Natural-language object grounding data:
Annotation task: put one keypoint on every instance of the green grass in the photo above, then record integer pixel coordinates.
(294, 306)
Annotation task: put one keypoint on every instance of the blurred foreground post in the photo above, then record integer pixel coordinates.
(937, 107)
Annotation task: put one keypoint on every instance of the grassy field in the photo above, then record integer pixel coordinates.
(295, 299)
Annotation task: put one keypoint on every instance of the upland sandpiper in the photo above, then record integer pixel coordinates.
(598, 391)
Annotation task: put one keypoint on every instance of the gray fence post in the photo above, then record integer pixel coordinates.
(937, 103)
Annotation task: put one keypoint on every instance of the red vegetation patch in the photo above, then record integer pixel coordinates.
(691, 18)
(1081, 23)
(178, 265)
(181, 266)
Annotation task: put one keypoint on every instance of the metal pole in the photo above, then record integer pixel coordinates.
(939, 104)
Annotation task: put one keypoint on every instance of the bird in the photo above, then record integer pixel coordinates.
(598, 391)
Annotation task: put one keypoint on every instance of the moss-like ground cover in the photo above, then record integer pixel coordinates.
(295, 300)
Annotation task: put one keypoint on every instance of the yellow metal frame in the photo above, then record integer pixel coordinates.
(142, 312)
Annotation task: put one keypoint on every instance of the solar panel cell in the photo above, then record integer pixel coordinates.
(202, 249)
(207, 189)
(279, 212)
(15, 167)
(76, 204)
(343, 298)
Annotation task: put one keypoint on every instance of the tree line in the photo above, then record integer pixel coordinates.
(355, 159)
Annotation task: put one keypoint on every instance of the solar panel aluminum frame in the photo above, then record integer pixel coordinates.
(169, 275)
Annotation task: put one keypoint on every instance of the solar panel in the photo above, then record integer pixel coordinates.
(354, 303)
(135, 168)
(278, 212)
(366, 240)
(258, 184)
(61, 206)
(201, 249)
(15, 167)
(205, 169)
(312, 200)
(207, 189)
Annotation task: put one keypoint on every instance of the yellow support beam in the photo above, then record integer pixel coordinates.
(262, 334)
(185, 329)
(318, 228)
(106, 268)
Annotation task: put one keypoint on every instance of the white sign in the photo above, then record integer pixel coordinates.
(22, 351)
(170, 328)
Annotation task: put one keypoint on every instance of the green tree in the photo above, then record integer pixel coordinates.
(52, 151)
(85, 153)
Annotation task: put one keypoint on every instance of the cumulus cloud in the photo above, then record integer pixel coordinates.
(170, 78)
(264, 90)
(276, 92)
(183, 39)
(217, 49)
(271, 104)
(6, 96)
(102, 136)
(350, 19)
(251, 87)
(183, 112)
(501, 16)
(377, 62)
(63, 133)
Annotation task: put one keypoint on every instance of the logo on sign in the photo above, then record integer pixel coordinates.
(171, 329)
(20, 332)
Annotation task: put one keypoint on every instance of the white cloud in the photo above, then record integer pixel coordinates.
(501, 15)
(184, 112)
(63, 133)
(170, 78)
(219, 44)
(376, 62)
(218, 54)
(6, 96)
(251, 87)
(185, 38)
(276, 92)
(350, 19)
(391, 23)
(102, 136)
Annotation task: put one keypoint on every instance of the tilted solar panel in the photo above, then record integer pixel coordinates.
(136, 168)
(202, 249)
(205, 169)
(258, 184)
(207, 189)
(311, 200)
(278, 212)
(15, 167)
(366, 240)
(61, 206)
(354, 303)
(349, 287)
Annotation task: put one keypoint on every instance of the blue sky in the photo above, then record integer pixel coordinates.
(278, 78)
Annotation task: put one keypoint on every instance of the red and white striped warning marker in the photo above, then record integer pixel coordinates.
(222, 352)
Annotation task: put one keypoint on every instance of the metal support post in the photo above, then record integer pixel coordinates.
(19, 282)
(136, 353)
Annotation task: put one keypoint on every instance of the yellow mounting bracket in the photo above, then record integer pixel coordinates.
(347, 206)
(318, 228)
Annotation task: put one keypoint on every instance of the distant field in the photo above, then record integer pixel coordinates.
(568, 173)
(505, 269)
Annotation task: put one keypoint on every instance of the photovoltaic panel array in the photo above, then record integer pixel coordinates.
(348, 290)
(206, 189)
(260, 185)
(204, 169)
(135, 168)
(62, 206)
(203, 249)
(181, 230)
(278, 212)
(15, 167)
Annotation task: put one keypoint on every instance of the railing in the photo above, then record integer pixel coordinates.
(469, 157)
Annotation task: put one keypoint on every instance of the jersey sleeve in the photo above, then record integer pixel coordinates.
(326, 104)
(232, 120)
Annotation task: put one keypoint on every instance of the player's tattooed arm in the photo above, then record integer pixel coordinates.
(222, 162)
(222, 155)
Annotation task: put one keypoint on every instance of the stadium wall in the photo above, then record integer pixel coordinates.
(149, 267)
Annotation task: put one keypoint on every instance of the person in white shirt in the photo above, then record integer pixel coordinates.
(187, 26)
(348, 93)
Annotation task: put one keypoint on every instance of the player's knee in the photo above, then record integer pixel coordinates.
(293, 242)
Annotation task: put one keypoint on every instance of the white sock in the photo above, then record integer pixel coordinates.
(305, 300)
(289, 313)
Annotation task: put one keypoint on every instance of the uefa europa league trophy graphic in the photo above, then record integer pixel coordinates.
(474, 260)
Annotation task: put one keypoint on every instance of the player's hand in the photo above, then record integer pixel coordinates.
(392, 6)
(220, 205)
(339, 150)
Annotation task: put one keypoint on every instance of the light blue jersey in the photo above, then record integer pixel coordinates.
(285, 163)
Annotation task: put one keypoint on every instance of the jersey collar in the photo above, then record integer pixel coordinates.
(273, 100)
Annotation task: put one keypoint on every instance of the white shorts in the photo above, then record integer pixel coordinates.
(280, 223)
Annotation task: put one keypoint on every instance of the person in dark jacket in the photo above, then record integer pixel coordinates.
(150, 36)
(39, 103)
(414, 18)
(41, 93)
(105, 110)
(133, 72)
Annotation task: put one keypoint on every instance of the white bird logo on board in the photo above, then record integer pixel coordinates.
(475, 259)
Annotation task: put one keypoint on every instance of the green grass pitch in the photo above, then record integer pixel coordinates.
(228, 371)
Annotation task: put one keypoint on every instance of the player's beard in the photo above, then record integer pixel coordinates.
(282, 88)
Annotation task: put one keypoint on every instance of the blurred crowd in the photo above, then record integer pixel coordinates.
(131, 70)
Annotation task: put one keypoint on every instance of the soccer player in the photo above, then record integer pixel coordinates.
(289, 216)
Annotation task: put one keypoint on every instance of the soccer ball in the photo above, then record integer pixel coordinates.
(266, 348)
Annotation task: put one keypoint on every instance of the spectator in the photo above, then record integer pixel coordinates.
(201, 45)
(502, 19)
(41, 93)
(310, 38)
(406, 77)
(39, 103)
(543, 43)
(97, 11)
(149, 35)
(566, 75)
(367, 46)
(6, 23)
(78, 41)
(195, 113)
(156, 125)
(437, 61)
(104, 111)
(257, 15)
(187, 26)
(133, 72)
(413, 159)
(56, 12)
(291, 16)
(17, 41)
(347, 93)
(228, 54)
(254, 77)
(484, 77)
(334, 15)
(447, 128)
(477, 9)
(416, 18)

### WORK TO BE COMPLETED:
What's needed is a word-for-word restatement of all the entries.

### OUTPUT BELOW:
Annotation task: put one keypoint on every instance of the green grass in the photo above, then record integer pixel coordinates.
(294, 306)
Annotation task: put one keypoint on every instance of the blurred foreground post in the photo above, then record integer pixel coordinates.
(937, 107)
Annotation task: put one keypoint on every instance of the grassy field in the photo above, then record integer pixel coordinates.
(295, 299)
Annotation task: put one keypoint on every instance of the upland sandpiper in the photo above, then record integer pixel coordinates.
(598, 391)
Annotation task: put one keypoint on every instance of the gray fence post in the photo above, then record integer pixel coordinates.
(937, 103)
Annotation task: put one keypoint on every instance of the red vegetation patch in the photo above, then record integer pixel coordinates.
(691, 18)
(1081, 23)
(178, 265)
(181, 266)
Annotation task: put one keypoint on every instance of the metal pole in the photo above, then record integer pixel coordinates.
(939, 104)
Annotation task: put one keypoint on every instance of the bird in the photo above, then record integer pixel coordinates.
(598, 391)
Annotation task: put one keypoint on every instance of the moss-like ground cover in the photo above, then record integer pixel coordinates.
(295, 300)
Annotation task: put one keypoint on every instance of the yellow metal frame in the photo above, then record integer pixel coordinates.
(142, 312)
Annotation task: put one keypoint on every instance of the solar panel cell in the photo above, then record integer pixel coordinates.
(202, 249)
(207, 189)
(279, 212)
(15, 167)
(76, 204)
(343, 298)
Annotation task: put one keypoint on every instance of the tree line in the photo above, then record integer pixel coordinates.
(355, 159)
Annotation task: put one keypoint on every instance of the solar panel aluminum frame in the photo above, then record integer pixel coordinates.
(169, 275)
Annotation task: put one keypoint on every instance of the solar panel in the photo above, then record integer pixel coordinates.
(354, 303)
(135, 168)
(278, 212)
(366, 240)
(258, 184)
(61, 206)
(201, 249)
(15, 167)
(205, 169)
(312, 200)
(207, 189)
Annotation task: put one keypoint on every instance of the yellow support beam in the photo above, then record integer pixel coordinates.
(262, 334)
(185, 329)
(318, 228)
(106, 268)
Annotation task: put one keypoint on every instance of the white sign in the photo above, then record integer pixel coordinates.
(22, 351)
(170, 328)
Annotation task: put one keypoint on every instance of the green tree in the photo above, then record integer pixel coordinates.
(52, 151)
(85, 153)
Annotation task: put one keypoint on every instance of the cumulus cloud in the photo above, then record integer pixel coordinates.
(170, 78)
(264, 90)
(276, 92)
(183, 39)
(217, 49)
(271, 104)
(6, 96)
(102, 136)
(350, 19)
(251, 87)
(183, 112)
(501, 16)
(377, 62)
(63, 133)
Annotation task: put one keypoint on every instance of the logo on sign in the photo above, then record integer pixel coordinates.
(171, 329)
(20, 332)
Annotation task: put one keypoint on every instance of the white cloud in the photo above, then record integer pixel coordinates.
(501, 15)
(184, 112)
(63, 133)
(170, 78)
(219, 44)
(376, 62)
(218, 54)
(6, 96)
(251, 87)
(185, 38)
(276, 92)
(350, 19)
(391, 23)
(102, 136)
Annotation task: put one keypoint on every instance of the tilted solar panel in the photo above, then record integer pixel coordinates.
(136, 168)
(202, 249)
(205, 169)
(258, 184)
(207, 189)
(311, 200)
(278, 212)
(15, 167)
(366, 240)
(61, 206)
(354, 303)
(349, 287)
Annotation task: put one keypoint on every instance of the blue sky in the photo above, then record integer pixel coordinates.
(278, 78)
Annotation task: put one keypoint on every instance of the red and white striped warning marker in the photo above, then record integer pixel coordinates.
(222, 352)
Annotation task: put one keypoint on every instance of the metal support post in the photo above, then record integer pixel coordinates.
(19, 282)
(136, 353)
Annotation task: put one keypoint on every instance of the yellow mounting bracket in the photo above, then record integer pixel coordinates.
(347, 206)
(318, 228)
Annotation task: put one keypoint on every instance of the distant field in the photo above, then record integer pixel coordinates.
(568, 173)
(505, 269)
Annotation task: put one keypoint on every instance of the photovoltaic panel array in the photo above, then record integer pixel coordinates.
(348, 290)
(206, 189)
(260, 185)
(204, 169)
(135, 168)
(62, 206)
(203, 249)
(181, 230)
(278, 212)
(15, 167)
Annotation task: put one keypoint on every instance of the railing in the photo above, then record integer pixel coordinates.
(469, 157)
Annotation task: put one keypoint on every instance of the jersey sleeve in the photo above, then record integer pixel coordinates.
(326, 104)
(232, 120)
Annotation task: put one keypoint on every instance of the player's tattooed arm in the photo above, then record integer pixel coordinates.
(222, 162)
(222, 155)
Annotation task: put one keypoint on every instance of the stadium wall in the photo above, then record integer pixel coordinates.
(149, 267)
Annotation task: put one keypoint on every instance of the person in white shirt in the photo above, then record integer pixel coordinates.
(187, 26)
(348, 93)
Annotation task: put one keypoint on every instance of the player's knee in the photo above, then record integer pixel coordinates.
(293, 242)
Annotation task: put one keypoint on every instance of the white sock in the photo above, then record integer pixel coordinates.
(305, 300)
(289, 313)
Annotation task: put one keypoint on every instance of the uefa europa league trophy graphic in the photo above, then record integer pixel coordinates.
(474, 260)
Annotation task: put one keypoint on every instance of the player's hand in the photo above, then record integer pixel coordinates.
(392, 6)
(220, 205)
(339, 150)
Annotation task: put one keypoint on every instance of the light blue jersey in the photo above, then record integer pixel coordinates.
(285, 163)
Annotation task: put one keypoint on every instance of the jersey collar in the photo above, then record integer pixel coordinates.
(273, 100)
Annotation task: put one keypoint on every instance of the white shorts in the photo above, then record integer pixel coordinates.
(280, 223)
Annotation task: put one keypoint on every instance of the person in dark jacket in the photo above, then record integer pixel coordinates.
(150, 36)
(39, 103)
(414, 18)
(41, 93)
(105, 110)
(133, 72)
Annotation task: put one keypoint on every instance of the white bird logo on board in the photo above, then record integer pixel coordinates.
(475, 259)
Annotation task: put one keypoint on every instance of the green grass pitch in the photo above, then record integer pixel coordinates.
(228, 371)
Annotation task: put one keypoint on every instance of the player's beard in the photo above, then record integer pixel coordinates.
(282, 88)
Annotation task: put one keypoint on every instance of the blurred crowd in the photo above, then record integer pixel coordinates.
(131, 70)
Annotation task: put one keypoint on every instance of the soccer player in the photo above, then record integer pixel coordinates.
(289, 216)
Annotation task: put one keypoint on every instance of the soccer ball in the photo above, then record integer pixel coordinates.
(266, 348)
Annotation task: put one keypoint on every instance of the spectator in the photo above, then record integer pixel coordinates.
(201, 45)
(502, 19)
(41, 93)
(310, 38)
(406, 77)
(39, 103)
(543, 43)
(97, 11)
(149, 35)
(566, 75)
(367, 46)
(6, 23)
(78, 41)
(195, 113)
(156, 125)
(437, 61)
(104, 111)
(257, 15)
(187, 26)
(133, 72)
(413, 159)
(56, 12)
(291, 16)
(17, 41)
(347, 93)
(228, 54)
(254, 77)
(484, 77)
(334, 15)
(447, 128)
(477, 9)
(416, 18)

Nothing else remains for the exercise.